[Task instructions]: Write the records out once more, exactly as they appear below.

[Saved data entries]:

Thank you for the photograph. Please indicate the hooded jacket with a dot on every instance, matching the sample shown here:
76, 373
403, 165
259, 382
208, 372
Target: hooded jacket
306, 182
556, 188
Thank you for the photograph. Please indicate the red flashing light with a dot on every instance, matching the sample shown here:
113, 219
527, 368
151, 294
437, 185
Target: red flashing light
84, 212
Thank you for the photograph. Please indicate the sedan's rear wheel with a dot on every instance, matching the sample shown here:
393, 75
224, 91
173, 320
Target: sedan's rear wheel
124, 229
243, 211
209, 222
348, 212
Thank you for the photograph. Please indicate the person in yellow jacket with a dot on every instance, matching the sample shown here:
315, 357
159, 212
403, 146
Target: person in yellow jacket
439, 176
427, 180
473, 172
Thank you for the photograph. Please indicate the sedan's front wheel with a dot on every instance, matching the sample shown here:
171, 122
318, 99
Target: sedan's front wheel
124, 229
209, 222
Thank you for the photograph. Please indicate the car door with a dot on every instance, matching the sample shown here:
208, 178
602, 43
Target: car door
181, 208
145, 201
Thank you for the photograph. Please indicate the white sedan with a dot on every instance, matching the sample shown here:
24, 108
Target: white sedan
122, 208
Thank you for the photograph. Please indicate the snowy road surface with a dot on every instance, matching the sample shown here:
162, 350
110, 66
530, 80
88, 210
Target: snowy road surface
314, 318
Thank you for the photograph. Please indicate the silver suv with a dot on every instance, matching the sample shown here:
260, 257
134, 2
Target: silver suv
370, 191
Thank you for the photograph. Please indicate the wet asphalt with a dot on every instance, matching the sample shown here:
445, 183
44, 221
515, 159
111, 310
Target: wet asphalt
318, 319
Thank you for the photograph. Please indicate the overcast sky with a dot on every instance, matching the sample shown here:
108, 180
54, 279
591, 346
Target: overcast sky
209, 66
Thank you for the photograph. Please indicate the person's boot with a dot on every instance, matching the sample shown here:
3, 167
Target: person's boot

[Task answer]:
Thank you for the photograph. Please indicate the hooded jacket with a dot on every instance, matching the sample shown here:
76, 373
403, 165
259, 382
208, 372
Target: hooded jacket
306, 182
556, 188
Thank you for the photograph. Please indicate the red flashing light with a dot on every instance, matching the sample shown here:
113, 219
527, 368
151, 294
437, 185
Target: red flashing light
84, 212
Thank you for the photograph. Please indicate the sedan's rear wheel with a dot on every instance, matching the sample shown here:
393, 75
224, 91
173, 320
Target: sedan's rear wheel
124, 229
243, 211
209, 222
348, 212
Thank you for the photograph. Please indicate the person in yellow jacket with a dot on every instance, matching the sample shown here:
315, 357
159, 212
403, 146
Target: person in yellow jacket
439, 176
427, 180
473, 172
Thank you for the photograph. Please indicate the sedan's front wheel with a dot on every instance, matching the sample shown here:
171, 122
318, 99
Target: sedan's front wheel
124, 229
209, 222
Thank you for the photograph. Please indicate the car door with a dot on every instance, matching the sample shown here:
208, 178
602, 43
Target: car door
181, 208
145, 201
Thank you for the photograph. Please indicate the white sedan with a dot on every instance, matching the sample shown here:
24, 108
Target: white sedan
122, 208
Thank you for the photograph. Please indicate the snowy road surface with a dot on every instance, matching the sample shown here:
162, 350
110, 66
530, 80
88, 210
Target: snowy road surface
314, 318
Thank you for the photograph. Please indicate the silver suv with a dot on every instance, matching the sample shown here:
260, 257
134, 2
Target: silver suv
370, 191
Thank you for the photograph. Please indicate the wet asphalt with a dot on every instance, matching the sample shown here:
445, 183
44, 221
515, 159
111, 310
Target: wet asphalt
318, 319
Thank you for the photograph. Please indicate the overcast sky with a dot on every instance, matching the sample shown here:
108, 180
54, 279
591, 346
Target: overcast sky
209, 66
Thank you for the photograph. Please indicate the person's boot with a dot on every instance, matching the sample shown here:
3, 167
Target: person's boot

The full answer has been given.